• [EXERCISE]: Below are some records. Copy every line in them that holds "after".

——

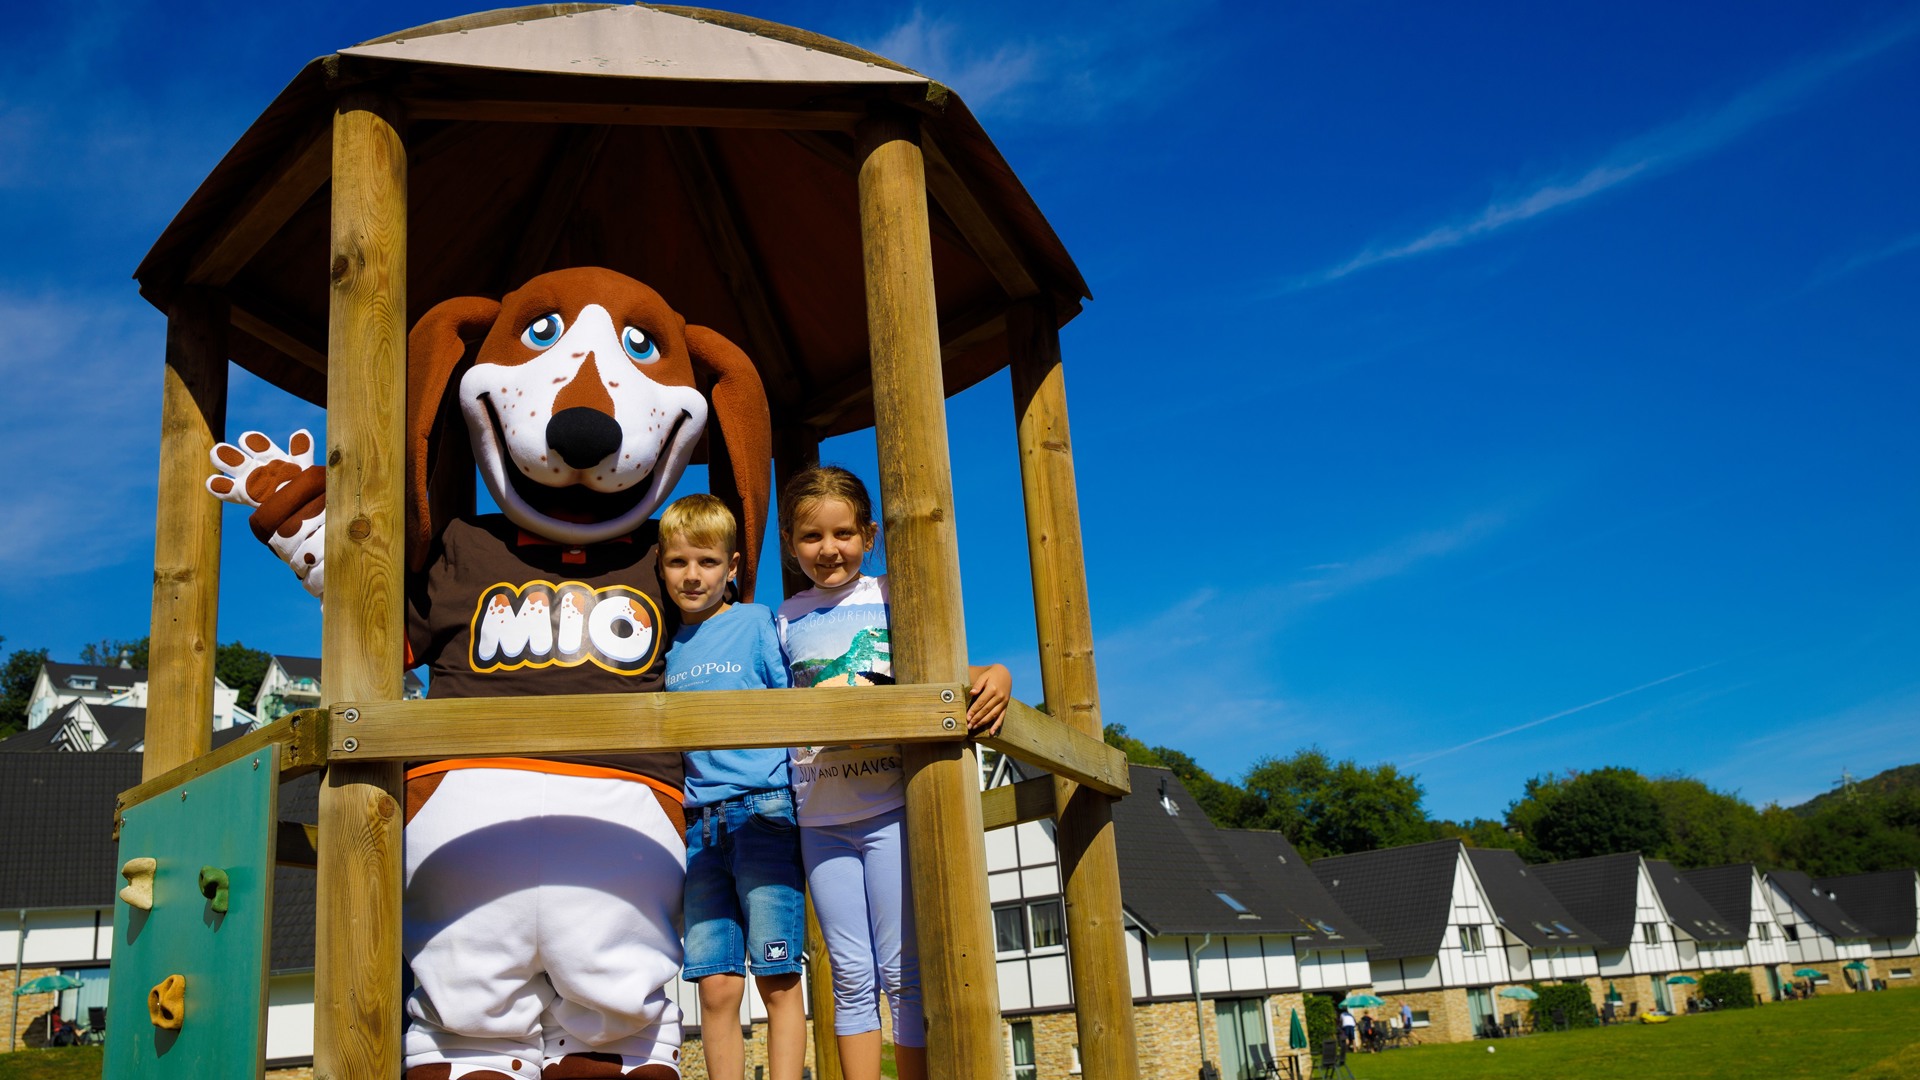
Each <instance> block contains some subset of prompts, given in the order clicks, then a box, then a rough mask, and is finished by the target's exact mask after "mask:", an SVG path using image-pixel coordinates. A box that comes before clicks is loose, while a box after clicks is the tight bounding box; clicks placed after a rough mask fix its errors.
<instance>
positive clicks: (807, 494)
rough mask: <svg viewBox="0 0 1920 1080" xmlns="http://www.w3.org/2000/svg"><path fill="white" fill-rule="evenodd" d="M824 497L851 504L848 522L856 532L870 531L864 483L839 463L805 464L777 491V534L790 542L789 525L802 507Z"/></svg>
mask: <svg viewBox="0 0 1920 1080" xmlns="http://www.w3.org/2000/svg"><path fill="white" fill-rule="evenodd" d="M826 500H839V502H843V503H847V505H849V507H852V521H854V525H858V527H860V532H866V534H872V532H874V500H872V496H868V494H866V484H862V482H860V477H854V475H852V473H849V471H847V469H841V467H839V465H808V467H806V469H801V471H799V473H795V475H793V479H791V480H787V486H785V488H781V492H780V534H781V538H783V540H787V542H789V544H791V542H793V527H795V523H797V519H799V515H801V511H804V509H812V507H814V503H820V502H826Z"/></svg>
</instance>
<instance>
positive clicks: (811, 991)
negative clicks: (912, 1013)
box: [806, 894, 841, 1078]
mask: <svg viewBox="0 0 1920 1080" xmlns="http://www.w3.org/2000/svg"><path fill="white" fill-rule="evenodd" d="M806 1015H808V1020H810V1022H812V1024H814V1076H822V1078H833V1076H839V1074H841V1068H839V1040H837V1038H833V961H831V959H829V957H828V936H826V934H822V932H820V915H818V913H814V897H812V894H808V896H806Z"/></svg>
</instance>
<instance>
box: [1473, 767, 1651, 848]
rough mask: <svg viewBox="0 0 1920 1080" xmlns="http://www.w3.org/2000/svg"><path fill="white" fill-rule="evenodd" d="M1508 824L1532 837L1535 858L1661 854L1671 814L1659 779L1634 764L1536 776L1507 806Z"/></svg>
mask: <svg viewBox="0 0 1920 1080" xmlns="http://www.w3.org/2000/svg"><path fill="white" fill-rule="evenodd" d="M1507 824H1509V826H1513V828H1515V830H1519V832H1521V836H1524V838H1526V844H1524V846H1523V847H1521V853H1523V855H1524V857H1526V859H1528V861H1532V863H1546V861H1561V859H1584V857H1588V855H1613V853H1619V851H1645V853H1649V855H1651V853H1659V851H1661V849H1663V847H1665V844H1667V819H1665V815H1663V813H1661V801H1659V799H1657V798H1655V796H1653V784H1649V782H1647V778H1645V776H1642V774H1640V773H1634V771H1632V769H1619V767H1607V769H1594V771H1590V773H1576V774H1572V776H1567V778H1555V776H1536V778H1532V780H1528V782H1526V794H1524V796H1523V798H1521V799H1519V801H1515V803H1513V805H1511V807H1509V809H1507Z"/></svg>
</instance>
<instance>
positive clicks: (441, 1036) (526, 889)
mask: <svg viewBox="0 0 1920 1080" xmlns="http://www.w3.org/2000/svg"><path fill="white" fill-rule="evenodd" d="M405 838H407V840H405V859H407V882H405V919H403V922H405V928H403V947H405V955H407V961H409V963H411V965H413V978H415V992H413V995H411V997H409V999H407V1015H409V1017H411V1019H413V1024H411V1026H409V1028H407V1042H405V1055H407V1068H409V1070H411V1068H417V1067H430V1065H449V1067H451V1068H447V1070H445V1072H442V1070H440V1068H432V1070H430V1072H432V1074H445V1076H451V1078H459V1076H463V1074H467V1072H472V1070H495V1072H503V1074H509V1076H522V1078H526V1080H540V1076H541V1068H543V1067H545V1065H553V1063H559V1061H561V1059H563V1057H566V1055H572V1053H591V1055H620V1061H622V1065H620V1068H624V1070H630V1068H636V1067H643V1065H664V1067H670V1068H672V1070H674V1074H678V1061H680V1007H678V1005H674V1001H672V999H670V997H668V995H666V986H668V984H670V982H672V980H674V976H676V974H678V972H680V957H682V953H680V932H678V924H680V903H682V890H684V884H685V872H687V853H685V838H684V834H682V832H680V830H678V828H676V826H674V822H672V819H668V817H666V811H664V809H660V803H659V799H657V798H655V792H653V788H649V786H647V784H643V782H637V780H622V778H605V776H570V774H555V773H534V771H526V769H453V771H447V773H445V774H444V778H442V780H440V786H438V788H436V790H434V792H432V796H430V798H428V799H426V803H424V805H422V807H419V811H417V813H415V817H413V819H411V821H409V822H407V832H405ZM651 1072H653V1070H649V1074H651Z"/></svg>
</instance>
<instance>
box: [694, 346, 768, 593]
mask: <svg viewBox="0 0 1920 1080" xmlns="http://www.w3.org/2000/svg"><path fill="white" fill-rule="evenodd" d="M687 352H689V354H691V356H693V363H695V365H699V367H705V369H707V371H710V373H712V375H714V390H712V402H714V417H716V419H718V421H720V436H722V438H724V440H726V455H728V459H730V461H732V463H733V488H735V490H739V503H741V523H739V527H741V528H739V536H741V555H743V557H741V561H739V567H741V569H739V596H741V600H749V601H751V600H753V580H755V573H756V567H758V561H760V540H762V536H766V500H768V496H770V494H772V490H774V479H772V477H774V419H772V415H770V413H768V409H766V388H764V386H762V384H760V371H758V369H756V367H755V365H753V361H751V359H747V354H743V352H739V346H735V344H733V342H730V340H726V338H724V336H722V334H720V332H716V331H708V329H707V327H687Z"/></svg>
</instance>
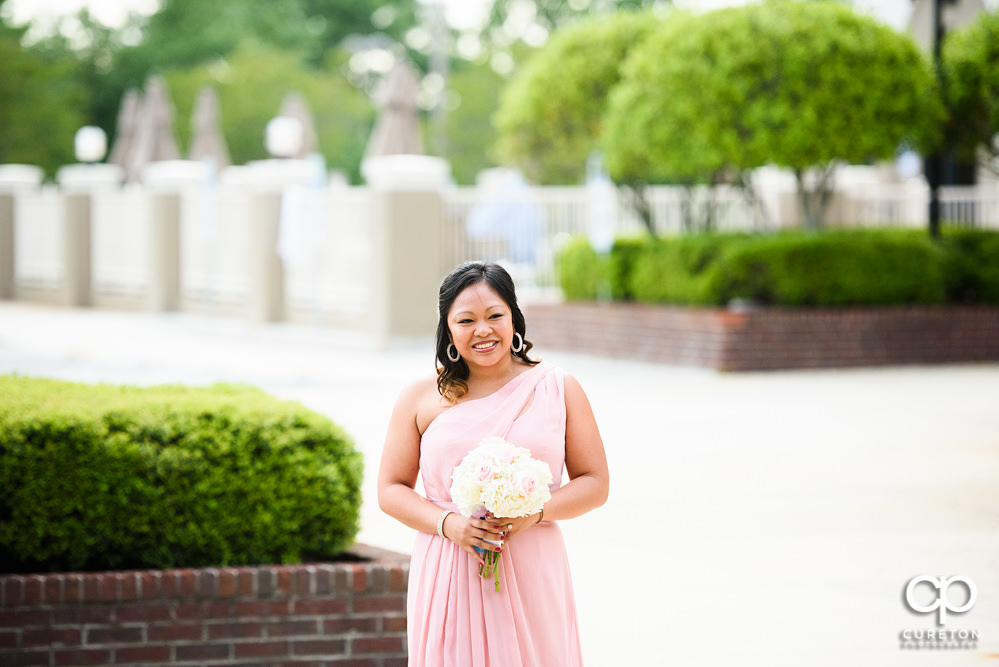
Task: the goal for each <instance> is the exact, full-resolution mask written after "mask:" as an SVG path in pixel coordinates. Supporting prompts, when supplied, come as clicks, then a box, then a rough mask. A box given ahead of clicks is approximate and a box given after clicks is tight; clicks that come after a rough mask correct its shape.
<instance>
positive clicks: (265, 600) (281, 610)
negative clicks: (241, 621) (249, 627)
mask: <svg viewBox="0 0 999 667" xmlns="http://www.w3.org/2000/svg"><path fill="white" fill-rule="evenodd" d="M288 610H289V604H288V602H287V600H252V601H249V600H248V601H246V602H237V603H236V606H235V612H236V616H237V617H238V618H267V617H270V616H287V615H288Z"/></svg>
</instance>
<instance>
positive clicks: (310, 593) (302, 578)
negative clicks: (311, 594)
mask: <svg viewBox="0 0 999 667" xmlns="http://www.w3.org/2000/svg"><path fill="white" fill-rule="evenodd" d="M292 592H293V593H295V594H297V595H310V594H311V593H312V572H311V568H302V569H300V570H297V571H296V572H295V573H294V577H293V579H292Z"/></svg>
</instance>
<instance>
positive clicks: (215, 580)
mask: <svg viewBox="0 0 999 667" xmlns="http://www.w3.org/2000/svg"><path fill="white" fill-rule="evenodd" d="M197 581H198V596H199V597H203V598H214V597H216V596H217V595H218V583H219V574H218V571H217V570H213V569H207V570H201V571H200V572H199V573H198V575H197Z"/></svg>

——

• [YOUR SOLUTION]:
Each <instance> block contains some subset of prompts, given in the order clicks, then a box, then a rough mask, and is finished by the target's exact mask after "mask:", an SVG path using image-pixel coordinates. A box that comes before clicks is loose, while a box after clicks is the tight bounding box; clicks placed after a rough mask fix its errors.
Task: the goal for each <instance> is the exact, full-resolution mask written after "mask:" as an SVG path in pixel coordinates. Supporting prompts, when supplied, come as clicks, then a box, then a rough mask. A box given ahead of clicks is approximate and a box given after clicks is tight; clicks that come after a rough mask correct its shape.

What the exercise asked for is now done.